◆ USING THE INFORMATION:
- A) Answer these questions from the agenda item on the Quarter 1 performance report:
(i) At what time did Councillor Andy Neal leave the meeting?
(ii) What was the number of the report the Committee received?
(iii) What war had made the cost-of-living crisis worse?
- B) Retype the stretch of the agenda item on the Quarter 1 performance report from "2022 to 2023 Performance" through "and capital positions.".

◆ SELECTED TEXT:
Agenda item

2022 to 2023 Performance Report (Quarter 1)

Report number: PAS/WS/22/013


[Councillor Andy Neal left the meeting at 6.28pm during the consideration of this item.]


The Committee received Report number PAS/WS/22/013, which set out the impact of Covid-19, the Quarter 1 performance and the 2022 to 2023 revenue and capital positions.


The Covid-19 outbreak had had a significant impact on the council’s financial position.  Whilst the council was now in the process of recovering from the pandemic, the effects were likely to be felt for years to come.  In addition, the cost-of-living crisis, which the Ukraine War had exacerbated, was not only impacting on communities and businesses, but also adversely putting pressure on the council’s budgets.


All of these elements, as well as national public behavioural changes in travel, shopping and working created by these issues, had had an adverse impact on businesses, retail and public services nationally.  Income generation for public services across the UK had been severely impacted by a combination of all these challenges we well as recent issues, such as national and local lockdowns.  West Suffolk Council was not alone in continuing to face these issues although there were good signs of recovery by services and areas – some stronger than others.  This included income from leisure and cultural events; trade waste and the garden waste service.  In addition, other services were recovering, such as car parks and markets.  However, the challenges outlined effected services and localities in different ways.

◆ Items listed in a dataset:
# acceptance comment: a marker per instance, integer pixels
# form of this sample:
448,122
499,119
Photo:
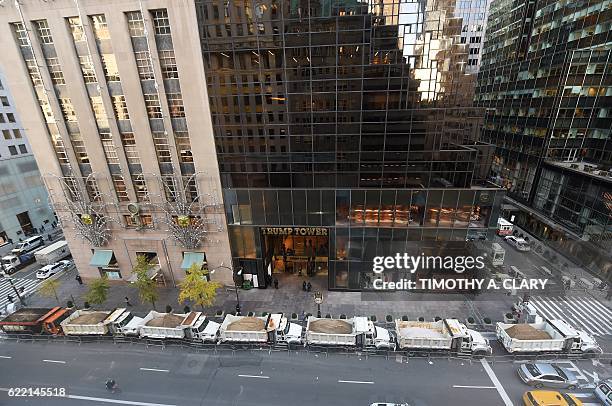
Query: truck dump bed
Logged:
422,334
86,322
163,325
248,329
330,331
533,337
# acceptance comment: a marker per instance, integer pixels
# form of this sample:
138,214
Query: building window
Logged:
55,71
98,108
153,105
79,147
140,187
135,23
120,188
183,146
160,140
161,22
143,63
89,74
34,72
76,28
129,146
120,107
110,151
68,110
21,34
100,27
175,104
168,64
111,72
44,33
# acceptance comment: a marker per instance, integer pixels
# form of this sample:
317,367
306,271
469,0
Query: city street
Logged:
176,377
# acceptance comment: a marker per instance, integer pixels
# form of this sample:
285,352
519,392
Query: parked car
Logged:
549,398
603,392
48,270
539,375
518,243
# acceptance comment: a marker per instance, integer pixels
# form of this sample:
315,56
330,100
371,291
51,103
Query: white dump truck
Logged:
91,322
173,325
446,334
357,331
545,336
265,329
52,253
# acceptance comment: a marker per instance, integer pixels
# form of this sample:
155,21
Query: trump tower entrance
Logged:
301,251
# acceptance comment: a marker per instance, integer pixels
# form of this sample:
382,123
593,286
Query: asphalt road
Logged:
158,377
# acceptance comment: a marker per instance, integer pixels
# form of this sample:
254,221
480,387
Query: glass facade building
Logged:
344,130
545,80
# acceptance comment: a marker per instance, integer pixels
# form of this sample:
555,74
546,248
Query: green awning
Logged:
190,258
101,258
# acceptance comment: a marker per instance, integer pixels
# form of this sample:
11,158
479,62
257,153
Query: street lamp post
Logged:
234,274
318,297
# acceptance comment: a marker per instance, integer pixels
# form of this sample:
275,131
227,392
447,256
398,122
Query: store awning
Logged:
190,258
101,258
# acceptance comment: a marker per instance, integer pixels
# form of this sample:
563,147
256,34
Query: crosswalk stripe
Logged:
594,315
586,317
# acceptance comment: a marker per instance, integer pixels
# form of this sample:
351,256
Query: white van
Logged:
603,392
28,245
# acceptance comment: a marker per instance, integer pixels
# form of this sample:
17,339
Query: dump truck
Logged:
90,322
13,263
265,329
52,253
34,320
545,336
445,334
173,325
354,332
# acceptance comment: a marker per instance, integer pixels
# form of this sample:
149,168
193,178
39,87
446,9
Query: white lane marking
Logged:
106,400
362,382
155,370
254,376
498,385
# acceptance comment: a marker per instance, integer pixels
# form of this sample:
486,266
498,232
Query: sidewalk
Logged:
290,298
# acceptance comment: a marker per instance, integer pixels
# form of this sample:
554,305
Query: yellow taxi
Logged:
549,398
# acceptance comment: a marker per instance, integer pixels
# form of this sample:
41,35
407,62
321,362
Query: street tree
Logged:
197,289
147,287
98,290
49,289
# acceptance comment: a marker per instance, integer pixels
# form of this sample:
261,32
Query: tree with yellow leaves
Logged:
197,289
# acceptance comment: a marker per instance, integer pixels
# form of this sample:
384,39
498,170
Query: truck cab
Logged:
466,340
373,336
290,333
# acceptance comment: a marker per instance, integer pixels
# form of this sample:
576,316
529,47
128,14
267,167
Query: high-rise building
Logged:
546,82
114,100
24,204
344,130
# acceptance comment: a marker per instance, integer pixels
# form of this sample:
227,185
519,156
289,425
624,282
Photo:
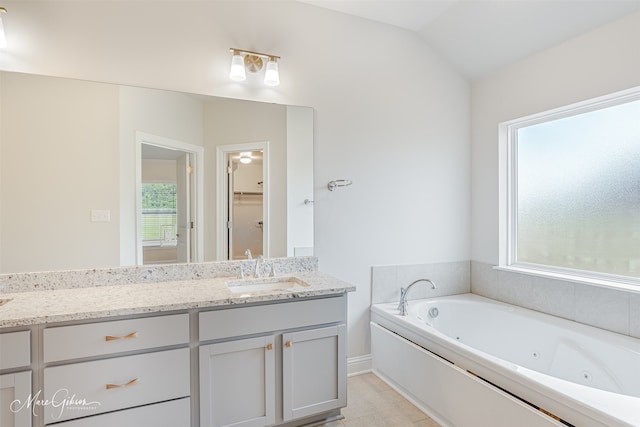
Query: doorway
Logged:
243,201
169,201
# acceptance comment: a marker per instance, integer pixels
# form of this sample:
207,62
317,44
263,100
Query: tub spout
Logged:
402,306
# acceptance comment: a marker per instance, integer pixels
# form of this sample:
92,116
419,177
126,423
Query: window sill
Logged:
629,285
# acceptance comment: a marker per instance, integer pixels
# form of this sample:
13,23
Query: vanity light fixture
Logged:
3,40
246,60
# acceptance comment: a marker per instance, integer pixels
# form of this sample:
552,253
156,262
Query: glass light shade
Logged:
271,76
237,72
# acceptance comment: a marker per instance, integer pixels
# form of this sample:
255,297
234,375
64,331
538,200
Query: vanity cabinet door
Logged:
15,390
237,383
15,350
314,364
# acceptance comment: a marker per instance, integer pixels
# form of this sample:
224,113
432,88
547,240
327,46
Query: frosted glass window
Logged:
577,190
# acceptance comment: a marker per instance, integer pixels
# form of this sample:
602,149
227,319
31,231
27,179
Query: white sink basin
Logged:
266,284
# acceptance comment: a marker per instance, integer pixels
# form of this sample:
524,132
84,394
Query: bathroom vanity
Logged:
212,351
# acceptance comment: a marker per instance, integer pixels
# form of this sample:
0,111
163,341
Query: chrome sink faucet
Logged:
402,306
259,262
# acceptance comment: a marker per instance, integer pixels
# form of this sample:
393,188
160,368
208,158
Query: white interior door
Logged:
229,206
183,207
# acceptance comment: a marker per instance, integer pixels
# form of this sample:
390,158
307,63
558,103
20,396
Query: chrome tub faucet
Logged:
402,306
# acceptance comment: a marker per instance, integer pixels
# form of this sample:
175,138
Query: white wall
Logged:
597,63
237,122
403,138
59,156
603,61
164,114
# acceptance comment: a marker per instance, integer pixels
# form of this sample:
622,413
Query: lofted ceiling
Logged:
481,36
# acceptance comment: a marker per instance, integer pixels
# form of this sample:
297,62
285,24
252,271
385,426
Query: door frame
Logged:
197,189
222,196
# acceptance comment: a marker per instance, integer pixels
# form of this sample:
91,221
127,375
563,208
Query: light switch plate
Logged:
100,215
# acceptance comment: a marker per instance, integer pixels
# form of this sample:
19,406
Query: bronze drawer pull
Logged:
130,383
126,337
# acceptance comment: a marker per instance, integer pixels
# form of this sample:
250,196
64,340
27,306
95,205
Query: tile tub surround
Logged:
68,279
451,278
611,309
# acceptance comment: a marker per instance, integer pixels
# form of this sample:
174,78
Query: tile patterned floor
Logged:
372,403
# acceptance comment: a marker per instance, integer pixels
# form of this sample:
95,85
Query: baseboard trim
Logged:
359,365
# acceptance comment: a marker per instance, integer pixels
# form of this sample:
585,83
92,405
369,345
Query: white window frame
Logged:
508,197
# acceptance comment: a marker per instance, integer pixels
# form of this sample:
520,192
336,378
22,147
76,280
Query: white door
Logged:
317,357
15,390
237,383
230,186
183,207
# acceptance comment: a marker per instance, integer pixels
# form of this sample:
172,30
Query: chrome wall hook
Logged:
338,183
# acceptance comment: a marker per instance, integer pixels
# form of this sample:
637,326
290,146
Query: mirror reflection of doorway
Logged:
246,204
168,202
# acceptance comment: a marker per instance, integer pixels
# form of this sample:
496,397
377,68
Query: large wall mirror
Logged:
97,175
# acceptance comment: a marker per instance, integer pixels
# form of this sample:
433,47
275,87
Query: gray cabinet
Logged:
15,391
314,371
237,383
273,364
15,388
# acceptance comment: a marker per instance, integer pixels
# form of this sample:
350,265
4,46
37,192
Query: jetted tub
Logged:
583,375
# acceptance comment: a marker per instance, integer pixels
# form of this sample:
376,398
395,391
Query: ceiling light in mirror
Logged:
245,158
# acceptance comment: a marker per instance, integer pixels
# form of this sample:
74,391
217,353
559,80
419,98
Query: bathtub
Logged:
581,375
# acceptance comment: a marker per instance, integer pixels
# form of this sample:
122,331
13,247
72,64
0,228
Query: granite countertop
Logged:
61,305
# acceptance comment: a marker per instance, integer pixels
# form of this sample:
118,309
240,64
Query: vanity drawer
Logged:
235,322
96,339
15,349
176,413
118,383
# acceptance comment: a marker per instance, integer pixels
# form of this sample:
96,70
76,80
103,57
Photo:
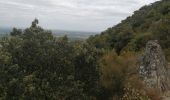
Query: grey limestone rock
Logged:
153,68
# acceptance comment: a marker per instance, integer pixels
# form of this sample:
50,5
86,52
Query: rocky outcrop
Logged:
153,69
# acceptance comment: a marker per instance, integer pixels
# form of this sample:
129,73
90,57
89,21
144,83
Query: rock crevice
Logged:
153,69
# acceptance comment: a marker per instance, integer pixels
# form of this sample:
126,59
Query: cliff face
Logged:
153,68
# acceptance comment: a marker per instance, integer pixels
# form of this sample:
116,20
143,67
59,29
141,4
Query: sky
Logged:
80,15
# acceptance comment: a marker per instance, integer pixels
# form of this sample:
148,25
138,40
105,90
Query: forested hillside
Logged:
35,65
149,22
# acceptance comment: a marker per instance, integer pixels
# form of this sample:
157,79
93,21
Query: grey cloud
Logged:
94,15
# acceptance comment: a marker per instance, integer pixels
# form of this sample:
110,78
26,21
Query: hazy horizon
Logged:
74,15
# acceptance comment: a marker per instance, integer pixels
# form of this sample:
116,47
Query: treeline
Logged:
35,65
148,23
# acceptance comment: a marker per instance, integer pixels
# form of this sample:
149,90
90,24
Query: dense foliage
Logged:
35,65
150,22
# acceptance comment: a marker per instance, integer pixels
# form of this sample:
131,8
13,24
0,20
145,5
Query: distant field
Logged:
75,35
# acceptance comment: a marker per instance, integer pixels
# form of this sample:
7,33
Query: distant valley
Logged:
58,33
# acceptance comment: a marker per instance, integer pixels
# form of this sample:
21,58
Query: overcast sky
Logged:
86,15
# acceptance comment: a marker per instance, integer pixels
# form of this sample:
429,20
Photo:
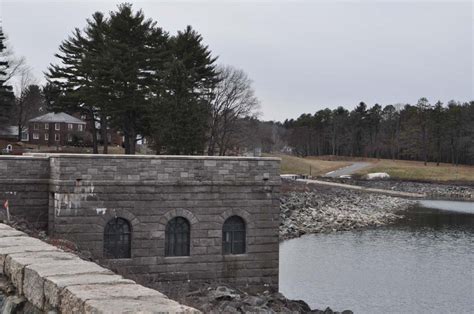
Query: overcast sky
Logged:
302,55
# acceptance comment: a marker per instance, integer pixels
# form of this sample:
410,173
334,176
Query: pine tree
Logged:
6,91
74,80
185,109
137,50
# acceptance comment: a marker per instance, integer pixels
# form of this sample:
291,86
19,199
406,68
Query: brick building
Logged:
56,129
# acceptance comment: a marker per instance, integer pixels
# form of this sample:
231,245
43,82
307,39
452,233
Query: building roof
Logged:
9,131
58,118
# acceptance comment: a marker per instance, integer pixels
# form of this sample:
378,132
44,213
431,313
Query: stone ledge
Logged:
52,279
168,157
175,183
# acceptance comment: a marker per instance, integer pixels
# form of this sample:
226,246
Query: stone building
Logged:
157,219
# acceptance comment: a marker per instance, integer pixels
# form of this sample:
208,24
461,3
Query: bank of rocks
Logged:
226,299
315,209
432,190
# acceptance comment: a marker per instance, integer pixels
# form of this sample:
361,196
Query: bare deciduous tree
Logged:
233,99
29,99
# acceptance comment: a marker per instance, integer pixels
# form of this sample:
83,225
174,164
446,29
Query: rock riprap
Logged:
305,209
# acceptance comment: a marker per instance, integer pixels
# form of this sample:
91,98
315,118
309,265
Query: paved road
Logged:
364,189
347,170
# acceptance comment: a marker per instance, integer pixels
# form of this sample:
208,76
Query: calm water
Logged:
425,264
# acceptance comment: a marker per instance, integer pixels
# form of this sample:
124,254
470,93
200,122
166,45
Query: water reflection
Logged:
424,264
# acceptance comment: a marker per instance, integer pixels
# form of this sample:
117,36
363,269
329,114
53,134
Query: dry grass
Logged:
416,170
308,166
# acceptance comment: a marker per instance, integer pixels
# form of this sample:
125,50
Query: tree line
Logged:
124,72
424,131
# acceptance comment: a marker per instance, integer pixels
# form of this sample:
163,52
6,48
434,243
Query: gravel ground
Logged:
433,190
315,209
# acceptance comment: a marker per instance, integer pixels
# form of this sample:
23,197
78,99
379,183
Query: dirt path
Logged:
347,170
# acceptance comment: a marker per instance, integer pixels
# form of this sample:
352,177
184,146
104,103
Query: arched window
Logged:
117,239
233,236
177,237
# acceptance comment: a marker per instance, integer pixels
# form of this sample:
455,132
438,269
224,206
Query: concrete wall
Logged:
149,191
52,279
86,191
24,182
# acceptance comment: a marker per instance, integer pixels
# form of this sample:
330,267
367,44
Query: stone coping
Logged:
52,279
24,157
172,157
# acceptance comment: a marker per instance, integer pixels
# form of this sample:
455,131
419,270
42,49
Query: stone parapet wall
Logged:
52,279
78,194
24,182
149,191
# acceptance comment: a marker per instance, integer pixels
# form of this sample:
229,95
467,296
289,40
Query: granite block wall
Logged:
24,182
89,190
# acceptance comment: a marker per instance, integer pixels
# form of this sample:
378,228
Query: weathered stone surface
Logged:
136,306
51,279
73,297
40,247
35,274
79,194
11,233
53,285
16,263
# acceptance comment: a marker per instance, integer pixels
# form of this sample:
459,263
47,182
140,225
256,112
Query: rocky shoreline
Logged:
459,190
308,209
226,299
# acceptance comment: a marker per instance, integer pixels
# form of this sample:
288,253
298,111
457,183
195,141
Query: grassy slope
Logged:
416,170
297,165
397,169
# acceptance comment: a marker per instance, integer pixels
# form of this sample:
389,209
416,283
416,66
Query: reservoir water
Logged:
423,264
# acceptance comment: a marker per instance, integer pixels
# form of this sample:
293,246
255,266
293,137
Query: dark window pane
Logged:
117,239
177,237
233,236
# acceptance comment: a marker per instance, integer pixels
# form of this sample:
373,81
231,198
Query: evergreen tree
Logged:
6,91
185,110
74,81
137,51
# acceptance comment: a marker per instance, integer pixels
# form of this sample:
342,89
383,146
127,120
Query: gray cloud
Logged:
302,56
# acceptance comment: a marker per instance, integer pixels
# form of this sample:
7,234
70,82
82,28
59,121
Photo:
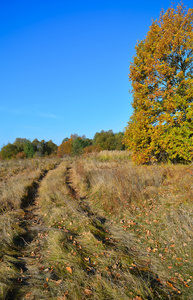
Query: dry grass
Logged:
17,180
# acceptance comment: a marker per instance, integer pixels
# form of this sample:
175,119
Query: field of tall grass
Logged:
104,229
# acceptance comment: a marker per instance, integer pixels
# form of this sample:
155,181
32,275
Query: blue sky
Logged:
64,65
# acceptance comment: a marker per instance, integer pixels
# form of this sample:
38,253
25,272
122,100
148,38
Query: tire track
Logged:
140,270
28,244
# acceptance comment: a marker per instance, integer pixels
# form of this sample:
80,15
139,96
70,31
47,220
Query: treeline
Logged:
74,145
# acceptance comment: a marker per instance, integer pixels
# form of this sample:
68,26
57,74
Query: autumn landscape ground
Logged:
95,227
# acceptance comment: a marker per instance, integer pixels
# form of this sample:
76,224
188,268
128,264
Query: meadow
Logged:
95,226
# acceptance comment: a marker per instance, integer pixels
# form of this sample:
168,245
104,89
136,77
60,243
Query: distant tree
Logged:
65,148
119,141
161,127
91,149
50,148
20,144
107,140
35,144
21,155
79,143
29,149
65,140
8,151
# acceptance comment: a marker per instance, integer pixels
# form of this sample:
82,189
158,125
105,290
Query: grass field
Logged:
95,227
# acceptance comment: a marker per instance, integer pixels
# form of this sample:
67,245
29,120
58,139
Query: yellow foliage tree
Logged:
161,127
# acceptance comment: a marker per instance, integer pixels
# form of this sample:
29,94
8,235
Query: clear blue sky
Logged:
64,65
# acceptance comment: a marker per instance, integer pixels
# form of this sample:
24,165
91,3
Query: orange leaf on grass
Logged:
69,269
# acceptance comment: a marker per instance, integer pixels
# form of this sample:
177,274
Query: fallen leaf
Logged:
87,292
69,269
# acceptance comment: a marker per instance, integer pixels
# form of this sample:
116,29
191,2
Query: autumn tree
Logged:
108,140
29,149
65,148
8,151
161,127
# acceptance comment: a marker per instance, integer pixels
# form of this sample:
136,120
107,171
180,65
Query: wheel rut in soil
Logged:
103,235
28,245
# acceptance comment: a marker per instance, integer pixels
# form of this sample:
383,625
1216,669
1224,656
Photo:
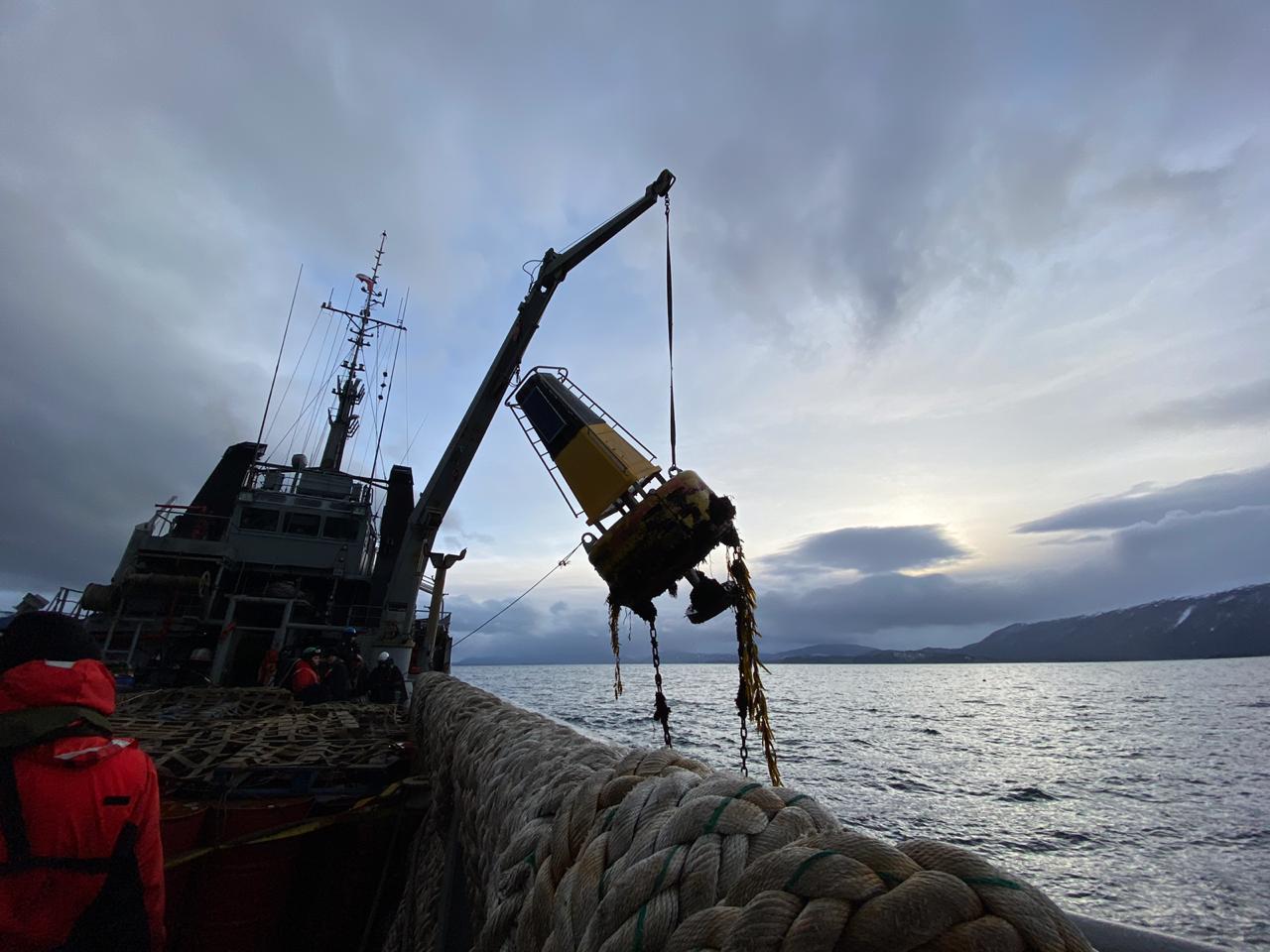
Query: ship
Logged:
270,557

◆ WRITTEN RESPONSES:
- A)
(i) 6.28pm
(ii) PAS/WS/22/013
(iii) The Ukraine War

- B)
2022 to 2023 Performance Report (Quarter 1)

Report number: PAS/WS/22/013


[Councillor Andy Neal left the meeting at 6.28pm during the consideration of this item.]


The Committee received Report number PAS/WS/22/013, which set out the impact of Covid-19, the Quarter 1 performance and the 2022 to 2023 revenue and capital positions.